Uma das personalidades mais importantes de nosso tempo, Simon Wiesenthal dedicou sua vida a documentar com tenacidade e persistência os crimes do Holocausto e a desmascarar e entregar à justiça os criminosos de guerra ainda livres.

Fundador do Centro Judaico de Documentação, em Viena, ajudou a capturar cerca de 1.100 criminosos de guerra nazistas, entre eles Adolf Eichmann, o carrasco que planejou o extermínio dos judeus.

Wiesenthal recebeu mais de uma centena de prêmios e condecorações, entre os quais a “Medalha Presidencial da Liberdade”, maior condecoração civil dos Estados Unidos, oferecida por Bill Clinton, em 2000; e o “World Tolerance Award”, outorgado para premiar seu compromisso com a justiça, a tolerância e a paz.

Também foi homenageado por movimentos de resistência de vários países europeus, recebeu “Medalhas da Liberdade” na Holanda e em Luxemburgo, e a Medalha de Ouro do Congresso americano. Foi nomeado Cavalheiro da Legião de Honra, na França, e seu trabalho em prol dos refugiados foi reconhecido pelas Nações Unidas.

#### Tarefa dada A
Transcreva na íntegra o texto sobre Simon Wiesenthal, sem alterar nenhuma palavra.
#### Tarefa dada B
Copie dos registros cada linha que contenha a palavra "point", levando em conta maiúsculas e minúsculas.
O texto e os registros têm origens diferentes.

#### Os registros
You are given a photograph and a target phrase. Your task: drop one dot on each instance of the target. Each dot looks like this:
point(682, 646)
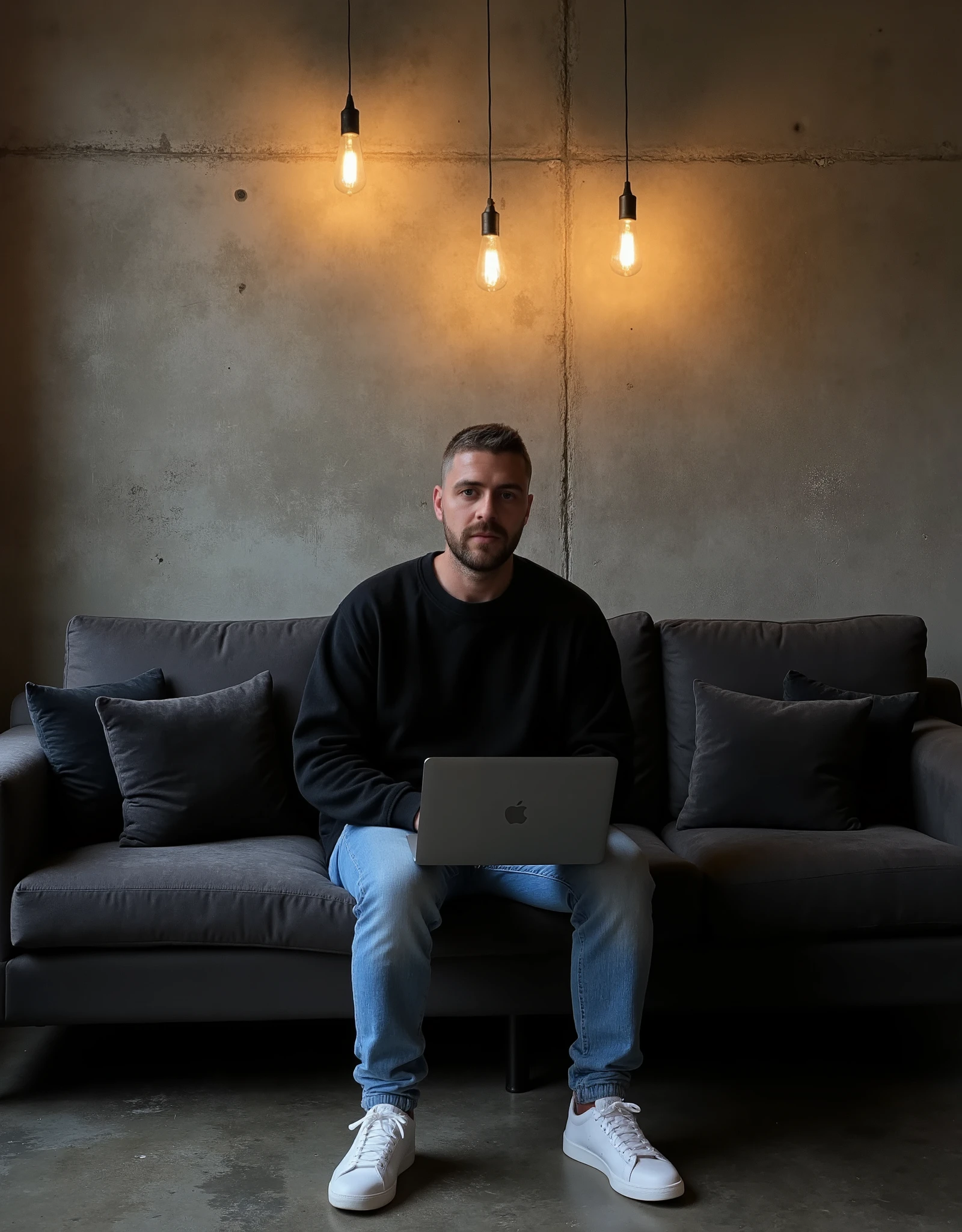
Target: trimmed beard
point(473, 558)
==
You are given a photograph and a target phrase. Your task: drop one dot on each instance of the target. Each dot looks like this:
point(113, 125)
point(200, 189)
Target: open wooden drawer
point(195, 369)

#### Resposta completa A
Uma das personalidades mais importantes de nosso tempo, Simon Wiesenthal dedicou sua vida a documentar com tenacidade e persistência os crimes do Holocausto e a desmascarar e entregar à justiça os criminosos de guerra ainda livres.

Fundador do Centro Judaico de Documentação, em Viena, ajudou a capturar cerca de 1.100 criminosos de guerra nazistas, entre eles Adolf Eichmann, o carrasco que planejou o extermínio dos judeus.

Wiesenthal recebeu mais de uma centena de prêmios e condecorações, entre os quais a “Medalha Presidencial da Liberdade”, maior condecoração civil dos Estados Unidos, oferecida por Bill Clinton, em 2000; e o “World Tolerance Award”, outorgado para premiar seu compromisso com a justiça, a tolerância e a paz.

Também foi homenageado por movimentos de resistência de vários países europeus, recebeu “Medalhas da Liberdade” na Holanda e em Luxemburgo, e a Medalha de Ouro do Congresso americano. Foi nomeado Cavalheiro da Legião de Honra, na França, e seu trabalho em prol dos refugiados foi reconhecido pelas Nações Unidas.

#### Resposta completa B
point(682, 646)
point(473, 558)
point(113, 125)
point(200, 189)
point(195, 369)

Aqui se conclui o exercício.